В «Перерыве» Соболя и «Необычном конце» Бергельсона подчеркнута эфемерность всех событий. Нет ничего постоянного. Снятие всяческих границ могло означать, что евреи теперь дома повсюду на «всей круглой земле», как провозглашается в финале поэмы Маркиша «Бридер» («Братья», 1929), а могло предвозвещать начало эпохи всеобщей неприкаянности. В рассказе Л. Н. Лунца «Родина» говорится, что революция не смогла снять проблему национальной самоидентификации:

В Петербурге летним вечером я с приятелем за самогоном. В соседней комнате отец мой, старый польский еврей, лысый, с седой бородой, с пейсами, молится лицом к востоку, а душа его плачет о том, что единственный сын его, последний отпрыск старинного рода, в святой канун субботы пьет самогон. И видит старый еврей синее небо Палестины, где он никогда не был, но которую он видел, и видит, и будет видеть. А я, не верящий в бога, я тоже плачу, потому что я хочу и не могу увидеть далекий Иордан и синее небо, потому что я люблю город, в котором я родился, и язык, на котором я говорю, чужой язык [Лунц 1981: 14].

В этом фантастическом рассказе двое друзей переносятся в древний Вавилон, один становится пророком, другой – рабом. У евреев в изображении Лунца свое и чужое сложным образом сосуществуют в одном теле. Лунц (1901–1924), драматург и автор повестей, изучал иврит, получил от еврейского театра «Габима» приглашение собирать материал для спектаклей. В письме к родителям Лунц формулирует, как непросто быть русско-еврейским писателем: он усматривает противоречие между своим еврейством, которое приносит ему радость, и ответственностью, которая лежит на нем как на пишущем по-русски [Лунц 1981: 318].

■ **Исходные данные**
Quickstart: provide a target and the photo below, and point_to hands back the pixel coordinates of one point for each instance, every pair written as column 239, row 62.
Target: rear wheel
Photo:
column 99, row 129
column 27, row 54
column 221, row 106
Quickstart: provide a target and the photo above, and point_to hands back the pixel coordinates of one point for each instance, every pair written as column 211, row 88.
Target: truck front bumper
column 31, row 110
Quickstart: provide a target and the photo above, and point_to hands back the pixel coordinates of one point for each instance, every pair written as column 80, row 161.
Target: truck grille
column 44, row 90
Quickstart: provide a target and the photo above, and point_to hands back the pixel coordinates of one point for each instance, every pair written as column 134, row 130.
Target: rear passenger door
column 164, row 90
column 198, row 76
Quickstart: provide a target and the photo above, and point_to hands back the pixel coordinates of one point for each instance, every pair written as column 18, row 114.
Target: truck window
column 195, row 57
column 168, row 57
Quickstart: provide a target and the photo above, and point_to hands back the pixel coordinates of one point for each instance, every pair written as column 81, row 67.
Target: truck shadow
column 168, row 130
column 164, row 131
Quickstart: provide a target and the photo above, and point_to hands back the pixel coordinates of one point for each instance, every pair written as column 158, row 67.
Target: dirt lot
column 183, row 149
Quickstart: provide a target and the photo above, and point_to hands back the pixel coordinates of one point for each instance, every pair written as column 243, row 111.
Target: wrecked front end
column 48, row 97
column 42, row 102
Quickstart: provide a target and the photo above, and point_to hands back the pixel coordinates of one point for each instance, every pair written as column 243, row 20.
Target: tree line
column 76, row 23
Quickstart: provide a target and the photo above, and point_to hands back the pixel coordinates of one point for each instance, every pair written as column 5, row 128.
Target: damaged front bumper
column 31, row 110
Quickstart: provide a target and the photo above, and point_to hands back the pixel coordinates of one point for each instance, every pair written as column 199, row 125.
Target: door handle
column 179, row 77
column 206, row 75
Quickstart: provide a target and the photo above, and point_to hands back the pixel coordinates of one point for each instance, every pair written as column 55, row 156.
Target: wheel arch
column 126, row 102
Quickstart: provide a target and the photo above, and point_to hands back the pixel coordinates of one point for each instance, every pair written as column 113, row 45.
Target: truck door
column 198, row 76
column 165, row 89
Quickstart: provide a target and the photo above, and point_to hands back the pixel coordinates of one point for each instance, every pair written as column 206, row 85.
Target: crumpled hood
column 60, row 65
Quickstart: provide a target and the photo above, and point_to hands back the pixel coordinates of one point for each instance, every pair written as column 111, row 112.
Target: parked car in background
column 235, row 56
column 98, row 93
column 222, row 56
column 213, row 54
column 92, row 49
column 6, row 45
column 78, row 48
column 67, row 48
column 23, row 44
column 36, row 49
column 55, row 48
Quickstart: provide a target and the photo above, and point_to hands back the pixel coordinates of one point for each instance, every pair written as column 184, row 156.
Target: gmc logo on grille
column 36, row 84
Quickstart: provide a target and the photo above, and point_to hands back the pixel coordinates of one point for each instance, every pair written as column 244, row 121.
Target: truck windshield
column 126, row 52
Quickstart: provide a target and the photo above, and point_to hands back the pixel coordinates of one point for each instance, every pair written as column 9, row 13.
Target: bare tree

■ **Условие задания**
Замените «синее небо» на «голубое небо» во фрагменте отрывка, который открывается словами «В Петербурге летним» и завершается словами «[Лунц 1981: 14].». Приведите этот фрагмент с внесенной заменой.

■ **Итоговый результат**
В Петербурге летним вечером я с приятелем за самогоном. В соседней комнате отец мой, старый польский еврей, лысый, с седой бородой, с пейсами, молится лицом к востоку, а душа его плачет о том, что единственный сын его, последний отпрыск старинного рода, в святой канун субботы пьет самогон. И видит старый еврей голубое небо Палестины, где он никогда не был, но которую он видел, и видит, и будет видеть. А я, не верящий в бога, я тоже плачу, потому что я хочу и не могу увидеть далекий Иордан и голубое небо, потому что я люблю город, в котором я родился, и язык, на котором я говорю, чужой язык [Лунц 1981: 14].